• SELECTION
------------
The Court did not dare to declare unconstitutional any other act of Congress which remained hostile to it throughout Marshall's tenure. stuart v. laird (1803), decided shortly after Marbury, upheld the repeal of the Judiciary Act of 1801. (See judiciary acts of 1802.) A contrary decision would have been institutionally suicidal for the Court. Marshall's opinion in Marbury was daring enough; in effect he courageously announced the Court's independence of the other branches of the government. But he was risking retaliation. Shortly before the arguments in Marbury, Jefferson instructed his political allies in the House to start impeachment proceedings against john pickering, a federal district judge; the exquisite timing was a warning to the Supreme Court. Even earlier, Jeffersonian leaders in both houses of Congress openly spoke of impeaching the Justices. The threats were not idle. Two months after Marbury was decided, Justice Chase on circuit attacked the administration in a charge to a grand jury, and the House prepared to impeach him. Senator william giles of Virginia, the majority leader, told Senator john quincy adams that not only Chase "but all the other Judges of the Supreme Court," except William Johnson, "must be impeached and removed." Giles thought that holding an act of Congress unconstitutional was ground for impeachment. "Impeachment was not a criminal prosecution," according to Giles, who was Jefferson's spokesman in the Senate. "And a removal by impeachment was nothing more than a declaration by Congress to this effect: you hold dangerous opinions, and if you are suffered to carry them into effect, you will work the destruction of the Union. We want your offices for the purposes of giving them to men who will fill them better."
Intimidated by Chase's impending impeachment, Marshall, believing himself to be next in line, wrote to Chase that "impeachment should yield to an appellate jurisdiction in the legislature. A reversal of those legal opinions deemed unsound by the legislature would certainly better comport with the mildness of our character than a removal of the Judge who has rendered them unknowing of his fault." Less than a year after his Marbury opinion the fear of impeachment led an anguished Marshall to repudiate his reasoning and favor Congress as the final interpreter of the Constitution. Fortunately the greatest crisis in the Court's history eased when the Senate on March 1, 1805, failed to convict Chase on any of the eight articles of impeachment. Marshall and his Court were safe from an effort, never again repeated, to politicize the Court by making it subservient to Congress through impeachment.
------------
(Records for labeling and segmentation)
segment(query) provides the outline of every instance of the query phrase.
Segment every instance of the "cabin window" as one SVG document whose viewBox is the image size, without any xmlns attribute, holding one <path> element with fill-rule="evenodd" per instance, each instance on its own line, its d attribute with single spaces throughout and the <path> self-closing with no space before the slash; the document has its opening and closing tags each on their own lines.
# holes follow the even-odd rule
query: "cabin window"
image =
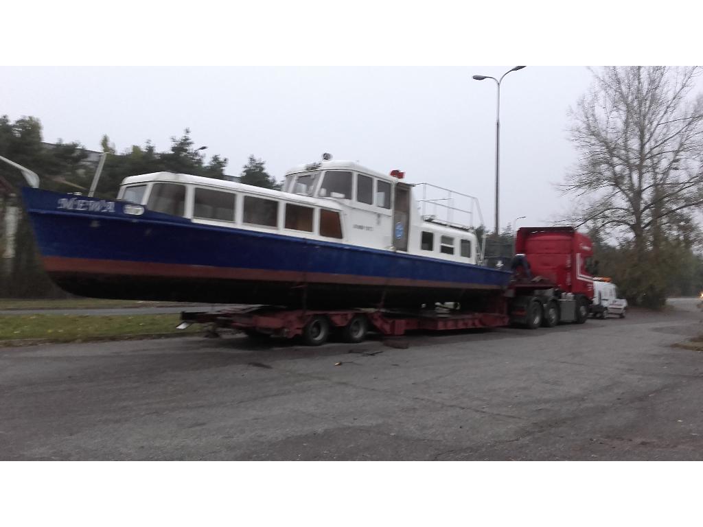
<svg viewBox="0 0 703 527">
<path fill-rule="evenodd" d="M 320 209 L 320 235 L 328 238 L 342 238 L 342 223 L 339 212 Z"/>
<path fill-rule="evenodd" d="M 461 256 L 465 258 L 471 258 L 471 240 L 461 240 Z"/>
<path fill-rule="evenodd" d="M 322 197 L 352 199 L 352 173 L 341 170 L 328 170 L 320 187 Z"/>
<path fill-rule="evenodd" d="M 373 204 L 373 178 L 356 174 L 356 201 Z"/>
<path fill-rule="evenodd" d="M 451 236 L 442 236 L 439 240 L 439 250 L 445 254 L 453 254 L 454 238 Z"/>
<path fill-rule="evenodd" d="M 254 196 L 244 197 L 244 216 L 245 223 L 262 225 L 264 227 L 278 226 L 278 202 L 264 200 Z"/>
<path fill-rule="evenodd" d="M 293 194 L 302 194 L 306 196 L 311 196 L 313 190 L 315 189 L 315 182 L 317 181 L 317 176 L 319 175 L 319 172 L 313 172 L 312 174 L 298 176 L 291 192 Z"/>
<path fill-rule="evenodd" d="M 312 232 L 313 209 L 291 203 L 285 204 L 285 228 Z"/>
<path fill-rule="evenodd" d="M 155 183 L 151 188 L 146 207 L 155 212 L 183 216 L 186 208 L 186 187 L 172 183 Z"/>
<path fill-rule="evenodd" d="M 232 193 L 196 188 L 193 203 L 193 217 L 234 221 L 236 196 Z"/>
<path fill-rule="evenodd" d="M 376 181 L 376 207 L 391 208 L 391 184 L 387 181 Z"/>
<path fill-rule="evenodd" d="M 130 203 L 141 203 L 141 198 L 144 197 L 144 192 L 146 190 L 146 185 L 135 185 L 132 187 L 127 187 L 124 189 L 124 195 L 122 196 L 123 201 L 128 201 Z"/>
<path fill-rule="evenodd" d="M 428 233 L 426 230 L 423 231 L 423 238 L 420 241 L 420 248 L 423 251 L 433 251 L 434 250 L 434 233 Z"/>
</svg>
------------
• INSTRUCTION A
Answer these questions from the passage on the Marshall Court and impeachment:
(i) Which act's repeal did Stuart v. Laird uphold?
(ii) Which Supreme Court Justice did Giles exclude from those who "must be impeached and removed"?
(iii) On what date did the Senate fail to convict Chase?
• INSTRUCTION B
Format everything from the start of the listing down to the line containing "254 196 L 244" as a numbered list. Leave out the picture.

• TASK RESULT A
(i) The Judiciary Act of 1801
(ii) William Johnson
(iii) March 1, 1805

• TASK RESULT B
1. segment(query) provides the outline of every instance of the query phrase.
2. Segment every instance of the "cabin window" as one SVG document whose viewBox is the image size, without any xmlns attribute, holding one <path> element with fill-rule="evenodd" per instance, each instance on its own line, its d attribute with single spaces throughout and the <path> self-closing with no space before the slash; the document has its opening and closing tags each on their own lines.
3. # holes follow the even-odd rule
4. query: "cabin window"
5. image =
6. <svg viewBox="0 0 703 527">
7. <path fill-rule="evenodd" d="M 320 209 L 320 235 L 328 238 L 342 238 L 342 223 L 339 212 Z"/>
8. <path fill-rule="evenodd" d="M 461 256 L 465 258 L 471 258 L 471 240 L 461 240 Z"/>
9. <path fill-rule="evenodd" d="M 322 197 L 352 199 L 352 173 L 341 170 L 328 170 L 320 187 Z"/>
10. <path fill-rule="evenodd" d="M 373 204 L 373 178 L 356 174 L 356 201 Z"/>
11. <path fill-rule="evenodd" d="M 451 236 L 442 236 L 439 240 L 439 250 L 445 254 L 453 254 L 454 238 Z"/>
12. <path fill-rule="evenodd" d="M 254 196 L 244 197 L 244 216 L 245 223 L 262 225 L 264 227 L 278 226 L 278 202 L 264 200 Z"/>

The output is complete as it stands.